CONSEGNA A
Trascrivi senza modifiche le righe dell'elenco, cominciando da quella che contiene "Q: For every instance of the white ceiling" e fermandoti dopo quella che contiene "x=418, y=194", entrambe comprese.

BRANO CITATO
Raramente bado alle copertine dei libri. Mi sono utili in un primo momento, quando entro in una libreria senza idee e poi un’immagine mi rapisce e comincia l’innamoramento. Quando però sto vivendo la storia, la dimentico. Di solito non hanno molto a che fare con il libro, anche quando sono belle. In questo caso però, in una maniera tanto semplice quanto efficace, la copertina riesce a sintetizzare l’intero concetto che Fresán vuole esprimere con questo splendido romanzo: la fusione tra il padre e il figlio, il bambino e l’uomo. Di tutto un ritratto giovanile di Melville padre, è stato isolato il ciuffo alzato da piccola canaglia che potrebbe essere di Herman quanto di Allan.

Fresán fa volteggiare i suoi Melvill come birilli e ne afferra uno mentre l’altro ancora vola. Mischia le voci, e non sai mai dove comincia il padre e dove riprende il figlio e poi il lettore se ne dimentica perché sono lacrime dello stesso occhio, nello steso pianto.

ELENCO DA USARE

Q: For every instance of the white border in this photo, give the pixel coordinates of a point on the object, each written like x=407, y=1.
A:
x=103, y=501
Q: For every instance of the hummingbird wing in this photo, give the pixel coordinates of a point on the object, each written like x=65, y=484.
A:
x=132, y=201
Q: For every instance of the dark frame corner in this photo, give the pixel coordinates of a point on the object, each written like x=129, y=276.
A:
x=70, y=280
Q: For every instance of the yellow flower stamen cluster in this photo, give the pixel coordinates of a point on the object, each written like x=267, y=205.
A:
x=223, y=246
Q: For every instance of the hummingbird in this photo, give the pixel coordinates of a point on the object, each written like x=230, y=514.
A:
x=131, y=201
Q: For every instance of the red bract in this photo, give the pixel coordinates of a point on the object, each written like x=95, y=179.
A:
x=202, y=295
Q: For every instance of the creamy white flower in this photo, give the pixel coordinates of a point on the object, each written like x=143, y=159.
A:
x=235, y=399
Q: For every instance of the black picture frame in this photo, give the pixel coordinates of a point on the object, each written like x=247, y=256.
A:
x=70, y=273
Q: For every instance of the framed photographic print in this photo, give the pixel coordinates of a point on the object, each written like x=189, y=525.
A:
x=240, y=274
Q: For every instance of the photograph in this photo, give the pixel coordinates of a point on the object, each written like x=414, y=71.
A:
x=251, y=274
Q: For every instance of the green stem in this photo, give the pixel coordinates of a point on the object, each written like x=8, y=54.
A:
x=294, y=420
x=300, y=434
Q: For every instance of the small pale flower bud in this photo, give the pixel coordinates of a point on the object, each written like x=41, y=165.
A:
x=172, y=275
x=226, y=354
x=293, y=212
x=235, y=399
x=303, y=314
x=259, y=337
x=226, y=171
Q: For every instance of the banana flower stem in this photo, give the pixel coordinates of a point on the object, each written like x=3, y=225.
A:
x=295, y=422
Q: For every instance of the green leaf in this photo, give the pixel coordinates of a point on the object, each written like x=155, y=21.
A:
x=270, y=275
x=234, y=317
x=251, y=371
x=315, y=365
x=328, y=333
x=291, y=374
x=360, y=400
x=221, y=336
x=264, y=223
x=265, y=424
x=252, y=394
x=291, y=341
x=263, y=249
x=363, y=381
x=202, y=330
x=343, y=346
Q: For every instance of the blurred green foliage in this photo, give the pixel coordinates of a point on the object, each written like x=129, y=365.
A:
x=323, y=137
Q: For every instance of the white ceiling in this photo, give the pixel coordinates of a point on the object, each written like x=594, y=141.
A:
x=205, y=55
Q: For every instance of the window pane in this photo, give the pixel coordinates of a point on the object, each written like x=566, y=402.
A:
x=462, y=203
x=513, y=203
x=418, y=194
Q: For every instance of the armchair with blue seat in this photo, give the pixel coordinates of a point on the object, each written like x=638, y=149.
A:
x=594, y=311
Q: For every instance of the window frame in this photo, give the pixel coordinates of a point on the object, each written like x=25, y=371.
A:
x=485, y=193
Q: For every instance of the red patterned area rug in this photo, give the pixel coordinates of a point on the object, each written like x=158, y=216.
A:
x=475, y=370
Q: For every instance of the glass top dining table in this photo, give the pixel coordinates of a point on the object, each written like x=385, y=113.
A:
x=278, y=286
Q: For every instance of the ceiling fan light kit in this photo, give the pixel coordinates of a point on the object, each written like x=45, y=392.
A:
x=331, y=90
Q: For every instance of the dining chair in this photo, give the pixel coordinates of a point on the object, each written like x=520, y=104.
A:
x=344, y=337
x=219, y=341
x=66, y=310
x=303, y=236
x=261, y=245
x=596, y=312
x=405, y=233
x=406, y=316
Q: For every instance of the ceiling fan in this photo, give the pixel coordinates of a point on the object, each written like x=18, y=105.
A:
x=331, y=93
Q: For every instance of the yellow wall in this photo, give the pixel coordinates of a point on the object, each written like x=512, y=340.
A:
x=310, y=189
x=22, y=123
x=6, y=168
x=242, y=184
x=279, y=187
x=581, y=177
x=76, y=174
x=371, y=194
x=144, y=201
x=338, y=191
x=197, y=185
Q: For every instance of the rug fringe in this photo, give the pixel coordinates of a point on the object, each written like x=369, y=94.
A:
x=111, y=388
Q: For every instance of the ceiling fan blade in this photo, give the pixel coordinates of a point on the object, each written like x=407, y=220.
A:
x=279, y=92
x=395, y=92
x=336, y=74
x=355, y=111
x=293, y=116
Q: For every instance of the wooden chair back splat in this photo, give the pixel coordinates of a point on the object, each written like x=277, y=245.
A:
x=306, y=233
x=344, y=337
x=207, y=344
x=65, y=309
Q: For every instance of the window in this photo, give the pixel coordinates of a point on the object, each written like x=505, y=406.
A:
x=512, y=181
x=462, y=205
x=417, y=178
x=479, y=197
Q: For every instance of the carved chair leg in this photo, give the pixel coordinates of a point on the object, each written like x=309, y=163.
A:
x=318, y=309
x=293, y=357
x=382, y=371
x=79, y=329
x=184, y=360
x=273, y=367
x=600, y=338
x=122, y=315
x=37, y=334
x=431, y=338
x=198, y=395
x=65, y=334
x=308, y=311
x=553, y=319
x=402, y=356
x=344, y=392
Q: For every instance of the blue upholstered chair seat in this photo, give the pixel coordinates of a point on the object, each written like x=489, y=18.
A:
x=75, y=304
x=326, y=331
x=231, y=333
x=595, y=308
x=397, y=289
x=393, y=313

CONSEGNA B
Prosegui il brano sul romanzo di Fresán, riprendendo subito dopo la sua ultima frase.

RISULTATO A
Q: For every instance of the white ceiling in this photo, give the pixel coordinates of a point on the object, each written like x=594, y=141.
A:
x=205, y=55
Q: For every instance of the window pane in this photo, give the pixel coordinates of a point on the object, each written like x=566, y=402.
A:
x=462, y=203
x=513, y=203
x=418, y=194

RISULTATO B
In un’intervista rilasciata poche settimane fa, Rodrigo Fresán ha detto una cosa che potrebbe aver detto Borges, che sarebbe piaciuta a Borges, che avrebbe fatto sorridere il suo amico Bolano, che dimostra il suo amore per la finzione, per la narrazione sulfurea e destabilizzante: Finora i riconoscimenti più importanti mi sono venuti dalla Francia e dal mondo anglosassone. E questo, sinceramente, turba un po’ il mio amor proprio. Sa, non vorrei che i miei traduttori scrivessero meglio di me.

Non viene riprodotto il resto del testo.